## START GIVEN INFORMATION

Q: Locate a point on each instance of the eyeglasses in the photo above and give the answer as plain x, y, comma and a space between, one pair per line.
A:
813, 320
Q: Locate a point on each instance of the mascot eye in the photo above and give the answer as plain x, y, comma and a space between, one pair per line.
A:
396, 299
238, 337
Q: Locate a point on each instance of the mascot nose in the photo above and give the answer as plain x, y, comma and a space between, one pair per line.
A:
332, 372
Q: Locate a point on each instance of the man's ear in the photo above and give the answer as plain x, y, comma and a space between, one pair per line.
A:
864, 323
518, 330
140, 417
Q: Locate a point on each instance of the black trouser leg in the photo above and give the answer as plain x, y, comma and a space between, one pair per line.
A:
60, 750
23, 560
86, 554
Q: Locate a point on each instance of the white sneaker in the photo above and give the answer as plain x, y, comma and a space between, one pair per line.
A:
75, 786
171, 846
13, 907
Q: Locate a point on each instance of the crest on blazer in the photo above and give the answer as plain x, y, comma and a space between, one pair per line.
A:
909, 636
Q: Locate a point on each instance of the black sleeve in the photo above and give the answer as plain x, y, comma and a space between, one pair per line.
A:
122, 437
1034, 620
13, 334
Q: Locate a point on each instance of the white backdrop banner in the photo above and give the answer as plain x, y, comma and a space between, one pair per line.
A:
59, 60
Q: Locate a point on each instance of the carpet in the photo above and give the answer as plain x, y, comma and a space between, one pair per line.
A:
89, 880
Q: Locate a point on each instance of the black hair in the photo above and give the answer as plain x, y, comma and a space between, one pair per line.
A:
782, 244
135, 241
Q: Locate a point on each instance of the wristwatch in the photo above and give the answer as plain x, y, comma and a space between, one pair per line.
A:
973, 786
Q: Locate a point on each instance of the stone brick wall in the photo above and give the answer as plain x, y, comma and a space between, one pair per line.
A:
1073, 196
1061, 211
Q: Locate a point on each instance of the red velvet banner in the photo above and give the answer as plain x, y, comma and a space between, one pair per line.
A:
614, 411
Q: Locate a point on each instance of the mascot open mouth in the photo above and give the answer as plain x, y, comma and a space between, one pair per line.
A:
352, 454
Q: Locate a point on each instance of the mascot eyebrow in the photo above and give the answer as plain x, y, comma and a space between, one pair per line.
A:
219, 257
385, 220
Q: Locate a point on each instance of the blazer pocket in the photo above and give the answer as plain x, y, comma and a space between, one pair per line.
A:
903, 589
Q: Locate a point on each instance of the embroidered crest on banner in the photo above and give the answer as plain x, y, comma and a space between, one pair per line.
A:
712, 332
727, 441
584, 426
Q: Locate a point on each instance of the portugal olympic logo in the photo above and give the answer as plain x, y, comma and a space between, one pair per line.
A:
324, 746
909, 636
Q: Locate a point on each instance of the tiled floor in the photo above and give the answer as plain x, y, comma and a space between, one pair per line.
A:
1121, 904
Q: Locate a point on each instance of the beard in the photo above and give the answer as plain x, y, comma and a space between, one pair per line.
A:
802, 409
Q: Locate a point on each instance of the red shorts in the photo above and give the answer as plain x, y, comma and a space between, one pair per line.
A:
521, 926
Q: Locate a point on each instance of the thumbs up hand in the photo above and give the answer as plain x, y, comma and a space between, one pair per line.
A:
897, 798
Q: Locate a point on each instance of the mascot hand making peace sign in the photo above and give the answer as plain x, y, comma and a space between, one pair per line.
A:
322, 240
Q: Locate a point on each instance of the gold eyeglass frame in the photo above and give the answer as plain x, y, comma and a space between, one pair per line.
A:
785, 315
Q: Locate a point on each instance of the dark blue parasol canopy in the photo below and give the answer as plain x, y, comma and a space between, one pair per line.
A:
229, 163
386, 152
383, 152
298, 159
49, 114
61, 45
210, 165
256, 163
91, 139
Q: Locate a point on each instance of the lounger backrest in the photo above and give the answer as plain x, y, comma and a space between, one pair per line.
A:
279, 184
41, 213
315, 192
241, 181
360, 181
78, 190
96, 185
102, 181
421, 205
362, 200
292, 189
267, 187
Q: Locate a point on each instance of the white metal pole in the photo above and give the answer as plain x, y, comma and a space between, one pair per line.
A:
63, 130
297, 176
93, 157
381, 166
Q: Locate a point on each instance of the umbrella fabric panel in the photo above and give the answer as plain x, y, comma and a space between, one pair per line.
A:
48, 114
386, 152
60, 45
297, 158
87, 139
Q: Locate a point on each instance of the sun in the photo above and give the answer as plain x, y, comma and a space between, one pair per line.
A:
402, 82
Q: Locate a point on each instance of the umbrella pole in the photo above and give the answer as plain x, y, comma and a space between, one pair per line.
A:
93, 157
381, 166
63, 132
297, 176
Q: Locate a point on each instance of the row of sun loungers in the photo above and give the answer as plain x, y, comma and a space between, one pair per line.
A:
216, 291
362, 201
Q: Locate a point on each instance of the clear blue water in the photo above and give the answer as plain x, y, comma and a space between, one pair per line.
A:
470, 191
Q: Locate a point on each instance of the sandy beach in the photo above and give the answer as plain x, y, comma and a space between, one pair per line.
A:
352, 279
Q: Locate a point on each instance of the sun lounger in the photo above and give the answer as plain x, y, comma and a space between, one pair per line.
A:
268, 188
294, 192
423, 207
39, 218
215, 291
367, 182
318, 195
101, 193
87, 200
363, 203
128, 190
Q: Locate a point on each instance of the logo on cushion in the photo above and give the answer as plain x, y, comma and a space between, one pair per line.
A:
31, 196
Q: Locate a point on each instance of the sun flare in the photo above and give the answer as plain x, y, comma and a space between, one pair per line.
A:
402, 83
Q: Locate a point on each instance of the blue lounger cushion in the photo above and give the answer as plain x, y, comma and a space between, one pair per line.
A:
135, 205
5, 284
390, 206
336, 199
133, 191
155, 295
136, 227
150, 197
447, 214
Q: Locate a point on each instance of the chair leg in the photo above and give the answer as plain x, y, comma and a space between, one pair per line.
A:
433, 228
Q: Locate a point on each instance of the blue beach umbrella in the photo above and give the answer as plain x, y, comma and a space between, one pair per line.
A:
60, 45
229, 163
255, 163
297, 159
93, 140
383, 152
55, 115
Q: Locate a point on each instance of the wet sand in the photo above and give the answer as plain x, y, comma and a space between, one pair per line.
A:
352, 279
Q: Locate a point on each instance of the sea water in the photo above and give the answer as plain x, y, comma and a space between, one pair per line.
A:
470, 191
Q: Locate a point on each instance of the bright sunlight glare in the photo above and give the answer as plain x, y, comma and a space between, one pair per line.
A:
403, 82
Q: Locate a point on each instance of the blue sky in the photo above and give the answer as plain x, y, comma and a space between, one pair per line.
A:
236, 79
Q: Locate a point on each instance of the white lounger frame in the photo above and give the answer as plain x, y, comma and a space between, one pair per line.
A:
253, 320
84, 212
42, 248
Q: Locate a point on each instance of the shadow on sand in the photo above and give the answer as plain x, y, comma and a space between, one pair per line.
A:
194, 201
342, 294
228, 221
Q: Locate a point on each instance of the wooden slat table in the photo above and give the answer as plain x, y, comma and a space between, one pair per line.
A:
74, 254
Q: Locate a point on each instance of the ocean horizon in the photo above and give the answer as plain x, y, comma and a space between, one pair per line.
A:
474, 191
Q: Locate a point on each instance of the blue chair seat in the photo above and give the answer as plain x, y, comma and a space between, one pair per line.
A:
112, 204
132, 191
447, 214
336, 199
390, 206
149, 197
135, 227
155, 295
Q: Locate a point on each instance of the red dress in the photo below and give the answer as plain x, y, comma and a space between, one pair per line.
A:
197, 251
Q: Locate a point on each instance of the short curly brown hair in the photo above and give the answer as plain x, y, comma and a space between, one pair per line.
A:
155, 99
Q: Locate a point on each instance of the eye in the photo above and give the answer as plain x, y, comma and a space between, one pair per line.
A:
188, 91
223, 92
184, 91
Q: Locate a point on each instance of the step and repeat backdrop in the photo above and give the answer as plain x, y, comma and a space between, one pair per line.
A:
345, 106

## END GIVEN INFORMATION

* PROBLEM STATEMENT
Give again the lines from the line holding "Q: Locate a point on each instance of the shadow" through the close of the listing, both included, exactly as written and with nothing else.

* THE COMPLETED TASK
Q: Locate a point on each instance of the shadow on sand in the photo above and give the answer as plain x, y, comma and a space between, one pair per line.
A:
194, 201
342, 294
228, 221
Q: Locate a point on each instance of the wooden slat table in the photo above and give the answer as plain x, y, comma and a space between, one pair per line.
A:
74, 254
Q: Locate a point on each instance of the ocean horizon in the photo above and give the answer as plain x, y, comma and a space between, one pair per line.
A:
474, 191
Q: Locate a point on each instance of the blue chair seat in the photo above and give the answer as plain x, y, comma and a space between, one pair per line.
A:
112, 204
132, 191
447, 214
336, 199
390, 206
149, 197
135, 227
155, 295
Q: Locate a point on each instance of the red dress in the photo below and give the answer as plain x, y, comma and a space between, one pair per line.
A:
197, 251
Q: Locate a point on each instance of the short curly brown hair in the photo above and give the answer as plain x, y, comma and a space between, one pair per line.
A:
155, 99
Q: Locate a point on each instance of the eye in the photo above and give the answer as plain x, y, comma and a space between, one pair per line.
A:
188, 91
223, 92
184, 91
Q: Locate a point on each instance of the step and repeat backdrop in the photo above and give the answer as plain x, y, comma and a space between, one pair per line.
A:
345, 106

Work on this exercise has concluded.